| Activity |
Copy out the lines below word for word, leaving out the pictures.

(Stored data entries)
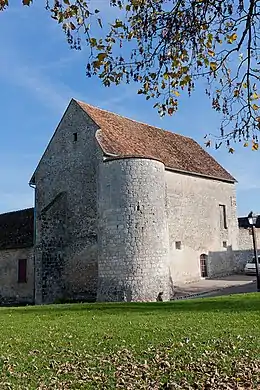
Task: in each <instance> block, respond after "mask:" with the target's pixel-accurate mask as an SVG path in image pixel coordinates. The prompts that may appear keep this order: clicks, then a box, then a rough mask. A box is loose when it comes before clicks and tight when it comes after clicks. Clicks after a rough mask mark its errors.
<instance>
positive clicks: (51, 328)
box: [0, 294, 260, 390]
mask: <svg viewBox="0 0 260 390" xmlns="http://www.w3.org/2000/svg"><path fill="white" fill-rule="evenodd" d="M259 359H260V294H247V295H234V296H230V297H220V298H211V299H198V300H189V301H179V302H169V303H167V302H161V303H145V304H144V303H142V304H141V303H131V304H127V303H122V304H121V303H118V304H112V303H111V304H109V303H108V304H65V305H51V306H34V307H26V308H25V307H20V308H1V309H0V367H1V375H0V389H116V388H121V389H154V390H156V389H228V388H229V389H239V388H240V389H246V388H247V389H258V388H260V374H259V372H260V371H259V370H260V364H259ZM228 386H229V387H228Z"/></svg>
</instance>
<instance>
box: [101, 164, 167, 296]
mask: <svg viewBox="0 0 260 390" xmlns="http://www.w3.org/2000/svg"><path fill="white" fill-rule="evenodd" d="M98 242H99V263H98V265H99V287H98V297H97V299H98V300H99V301H122V300H126V301H155V300H156V298H157V296H158V294H159V293H160V292H162V291H163V293H164V294H163V299H168V298H169V269H168V231H167V221H166V215H165V175H164V165H163V164H162V163H160V162H158V161H153V160H149V159H138V158H130V159H119V160H114V161H107V162H105V163H103V164H101V166H100V170H99V232H98Z"/></svg>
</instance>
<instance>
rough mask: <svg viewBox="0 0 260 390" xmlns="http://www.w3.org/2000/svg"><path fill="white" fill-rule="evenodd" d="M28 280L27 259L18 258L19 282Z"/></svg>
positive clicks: (23, 281)
mask: <svg viewBox="0 0 260 390" xmlns="http://www.w3.org/2000/svg"><path fill="white" fill-rule="evenodd" d="M26 282H27V259H19V260H18V283H26Z"/></svg>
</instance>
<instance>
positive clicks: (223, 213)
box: [219, 204, 227, 229]
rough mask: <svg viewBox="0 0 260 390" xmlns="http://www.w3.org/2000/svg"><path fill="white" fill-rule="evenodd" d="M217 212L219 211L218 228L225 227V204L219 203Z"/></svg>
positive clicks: (226, 214) (225, 224)
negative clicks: (218, 222)
mask: <svg viewBox="0 0 260 390" xmlns="http://www.w3.org/2000/svg"><path fill="white" fill-rule="evenodd" d="M219 212H220V228H221V229H227V212H226V206H225V205H223V204H220V205H219Z"/></svg>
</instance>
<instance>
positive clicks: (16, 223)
mask: <svg viewBox="0 0 260 390" xmlns="http://www.w3.org/2000/svg"><path fill="white" fill-rule="evenodd" d="M33 220H34V218H33V209H32V208H31V209H26V210H20V211H15V212H11V213H5V214H1V215H0V304H6V305H8V304H11V305H15V304H27V303H33V302H34V261H33V258H34V256H33Z"/></svg>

| Result |
Task: in each <instance> block, respond after "mask:" with the target's pixel-accurate mask as an SVG path in image pixel coordinates. The prompts that may appear keep this order: clicks, then a box, then a rough mask. A box is loose when it comes before clicks and tight when it comes after clicks. Clicks after a rough mask mark its errors.
<instance>
positive clicks: (51, 328)
box: [0, 294, 260, 390]
mask: <svg viewBox="0 0 260 390" xmlns="http://www.w3.org/2000/svg"><path fill="white" fill-rule="evenodd" d="M259 359H260V294H247V295H234V296H230V297H220V298H211V299H198V300H189V301H179V302H169V303H167V302H161V303H145V304H144V303H142V304H141V303H131V304H127V303H122V304H121V303H118V304H112V303H111V304H109V303H108V304H65V305H51V306H34V307H26V308H25V307H20V308H1V309H0V367H1V375H0V389H116V388H121V389H154V390H156V389H228V388H229V389H239V388H240V389H246V388H247V389H258V388H260V374H259V372H260V371H259V370H260V364H259ZM228 386H229V387H228Z"/></svg>
</instance>
<instance>
box: [101, 164, 167, 296]
mask: <svg viewBox="0 0 260 390" xmlns="http://www.w3.org/2000/svg"><path fill="white" fill-rule="evenodd" d="M98 242H99V263H98V265H99V287H98V297H97V299H98V300H99V301H122V300H126V301H155V300H156V298H157V296H158V294H159V293H160V292H162V291H163V293H164V294H163V299H168V298H169V269H168V231H167V221H166V215H165V175H164V165H163V164H162V163H160V162H158V161H153V160H149V159H138V158H130V159H119V160H114V161H107V162H105V163H103V164H101V166H100V170H99V232H98Z"/></svg>
</instance>
<instance>
rough mask: <svg viewBox="0 0 260 390" xmlns="http://www.w3.org/2000/svg"><path fill="white" fill-rule="evenodd" d="M28 280L27 259L18 258L19 282Z"/></svg>
positive clicks: (23, 281)
mask: <svg viewBox="0 0 260 390" xmlns="http://www.w3.org/2000/svg"><path fill="white" fill-rule="evenodd" d="M26 282H27V259H19V260H18V283H26Z"/></svg>
</instance>
<instance>
positive clicks: (223, 213)
box: [219, 204, 227, 229]
rough mask: <svg viewBox="0 0 260 390" xmlns="http://www.w3.org/2000/svg"><path fill="white" fill-rule="evenodd" d="M217 212L219 211L218 228L225 227V204L219 203Z"/></svg>
positive clicks: (226, 214) (225, 224)
negative clicks: (218, 222)
mask: <svg viewBox="0 0 260 390" xmlns="http://www.w3.org/2000/svg"><path fill="white" fill-rule="evenodd" d="M219 212H220V228H221V229H227V212H226V206H225V205H223V204H220V205H219Z"/></svg>
</instance>
<instance>
positive clicks: (16, 223)
mask: <svg viewBox="0 0 260 390" xmlns="http://www.w3.org/2000/svg"><path fill="white" fill-rule="evenodd" d="M33 220H34V218H33V209H32V208H31V209H26V210H20V211H15V212H11V213H5V214H1V215H0V304H6V305H8V304H11V305H15V304H27V303H33V302H34V261H33V258H34V256H33Z"/></svg>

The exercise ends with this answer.